====== Supplied records ======

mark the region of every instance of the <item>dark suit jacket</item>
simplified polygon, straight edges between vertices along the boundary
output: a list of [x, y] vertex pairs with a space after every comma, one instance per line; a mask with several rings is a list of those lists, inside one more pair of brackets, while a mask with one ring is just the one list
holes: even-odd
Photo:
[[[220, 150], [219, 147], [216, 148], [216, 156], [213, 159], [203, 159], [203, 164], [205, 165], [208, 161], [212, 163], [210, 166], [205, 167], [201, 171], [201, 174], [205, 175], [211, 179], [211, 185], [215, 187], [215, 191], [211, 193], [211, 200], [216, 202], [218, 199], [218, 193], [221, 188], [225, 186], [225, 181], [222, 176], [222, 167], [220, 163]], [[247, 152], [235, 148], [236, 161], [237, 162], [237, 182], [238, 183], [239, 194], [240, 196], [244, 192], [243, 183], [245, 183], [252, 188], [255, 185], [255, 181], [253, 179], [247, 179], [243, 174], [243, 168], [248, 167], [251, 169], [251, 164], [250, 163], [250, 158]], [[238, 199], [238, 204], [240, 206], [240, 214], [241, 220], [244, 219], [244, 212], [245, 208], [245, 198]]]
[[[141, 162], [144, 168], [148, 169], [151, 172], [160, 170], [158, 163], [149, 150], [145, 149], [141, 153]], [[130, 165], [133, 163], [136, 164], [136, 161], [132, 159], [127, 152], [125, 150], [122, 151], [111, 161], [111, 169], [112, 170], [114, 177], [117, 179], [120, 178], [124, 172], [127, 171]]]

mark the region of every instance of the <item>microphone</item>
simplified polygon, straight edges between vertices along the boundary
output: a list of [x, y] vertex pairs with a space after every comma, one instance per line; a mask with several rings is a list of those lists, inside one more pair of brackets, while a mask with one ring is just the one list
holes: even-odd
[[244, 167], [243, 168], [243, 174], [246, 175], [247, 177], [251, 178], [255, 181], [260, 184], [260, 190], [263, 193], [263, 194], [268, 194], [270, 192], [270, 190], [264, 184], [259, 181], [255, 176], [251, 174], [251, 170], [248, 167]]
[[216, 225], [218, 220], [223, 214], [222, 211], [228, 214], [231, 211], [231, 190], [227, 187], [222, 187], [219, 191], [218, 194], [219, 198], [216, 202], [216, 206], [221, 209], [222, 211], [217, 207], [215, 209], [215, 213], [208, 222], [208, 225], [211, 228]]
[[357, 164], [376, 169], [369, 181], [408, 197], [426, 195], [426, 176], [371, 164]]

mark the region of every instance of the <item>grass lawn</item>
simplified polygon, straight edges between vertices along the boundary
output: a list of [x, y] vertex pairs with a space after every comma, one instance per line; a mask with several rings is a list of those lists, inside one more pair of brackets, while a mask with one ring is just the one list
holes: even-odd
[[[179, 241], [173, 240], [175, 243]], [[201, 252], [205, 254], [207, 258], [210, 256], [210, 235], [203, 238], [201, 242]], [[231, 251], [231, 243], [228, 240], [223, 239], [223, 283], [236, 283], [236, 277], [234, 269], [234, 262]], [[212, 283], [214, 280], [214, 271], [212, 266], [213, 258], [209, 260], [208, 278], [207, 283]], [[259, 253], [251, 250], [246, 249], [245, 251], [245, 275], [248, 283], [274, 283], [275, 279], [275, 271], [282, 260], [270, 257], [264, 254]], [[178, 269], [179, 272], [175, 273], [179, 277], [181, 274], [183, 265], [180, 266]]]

======

» Written problem
Lay out every line of the items above as a Markdown table with the columns "Row" and "Line", numbering the rows and leaving out blank lines.

» Solution to the problem
| Row | Line |
|---|---|
| 1 | mark the region of every instance of the <item>dark suit jacket</item> |
| 2 | simplified polygon, straight edges between vertices along the boundary |
| 3 | output: a list of [x, y] vertex pairs with a space after every comma, one instance per line; a mask with several rings is a list of those lists, inside one more pair of brackets, while a mask with one ring is just the one list |
| 4 | holes: even-odd |
| 5 | Photo: |
| 6 | [[[220, 150], [219, 147], [216, 148], [216, 156], [213, 159], [203, 159], [203, 164], [205, 165], [208, 161], [212, 163], [210, 166], [205, 167], [201, 171], [201, 174], [205, 175], [211, 179], [211, 185], [215, 187], [215, 191], [211, 193], [211, 200], [216, 202], [218, 199], [218, 193], [221, 188], [225, 186], [225, 181], [222, 176], [222, 167], [220, 163]], [[247, 152], [235, 148], [236, 161], [237, 162], [237, 182], [238, 183], [239, 194], [240, 196], [244, 192], [243, 183], [245, 183], [252, 188], [255, 185], [255, 181], [253, 179], [247, 179], [243, 174], [243, 168], [248, 167], [251, 169], [251, 164], [250, 163], [250, 158]], [[238, 199], [238, 204], [240, 206], [240, 214], [241, 220], [244, 219], [244, 212], [245, 208], [245, 198]]] |
| 7 | [[[141, 162], [144, 168], [148, 169], [151, 172], [160, 170], [158, 163], [149, 150], [145, 149], [141, 153]], [[130, 165], [133, 163], [136, 164], [136, 161], [132, 159], [127, 152], [125, 150], [122, 151], [111, 161], [111, 169], [112, 170], [114, 177], [117, 179], [120, 178], [124, 172], [127, 171]]] |
| 8 | mark the region of every instance of the <item>microphone</item> |
| 9 | simplified polygon, straight edges between vertices along the boundary |
| 10 | output: a list of [x, y] vertex pairs with a space after every comma, one instance per line; a mask with several rings is a list of those lists, inside one more pair of brackets, while a mask with one ring is just the one list |
| 11 | holes: even-odd |
| 12 | [[244, 167], [243, 168], [243, 174], [246, 175], [247, 177], [251, 178], [255, 181], [260, 184], [260, 190], [263, 193], [263, 194], [268, 194], [270, 192], [270, 190], [264, 184], [259, 181], [255, 176], [251, 174], [251, 170], [248, 167]] |
| 13 | [[216, 225], [218, 220], [223, 214], [222, 211], [228, 214], [231, 211], [231, 190], [227, 187], [222, 187], [219, 191], [218, 194], [219, 198], [216, 202], [216, 206], [221, 209], [222, 211], [217, 207], [215, 209], [215, 213], [208, 222], [208, 225], [211, 228]] |
| 14 | [[357, 164], [376, 169], [369, 181], [408, 197], [426, 195], [426, 176], [371, 164]] |
| 15 | mark the region of every instance of the <item>grass lawn</item> |
| 16 | simplified polygon, straight edges between vertices along the boundary |
| 17 | output: a list of [x, y] vertex pairs with a space after every comma, one instance per line; a mask with several rings is a list of those lists, inside one more pair of brackets, while a mask with one ring is just the one list |
| 18 | holes: even-odd |
| 19 | [[[179, 241], [173, 240], [175, 243]], [[201, 252], [205, 254], [207, 258], [210, 256], [210, 235], [203, 238], [201, 242]], [[231, 251], [231, 243], [228, 240], [223, 239], [223, 283], [236, 283], [236, 277], [234, 269], [234, 262]], [[212, 283], [214, 280], [214, 271], [212, 266], [213, 258], [209, 260], [208, 278], [207, 283]], [[259, 253], [251, 250], [246, 249], [245, 251], [245, 275], [248, 283], [274, 283], [275, 279], [275, 271], [282, 260], [270, 257], [264, 254]], [[178, 269], [179, 272], [175, 273], [179, 277], [181, 274], [183, 265], [180, 266]]] |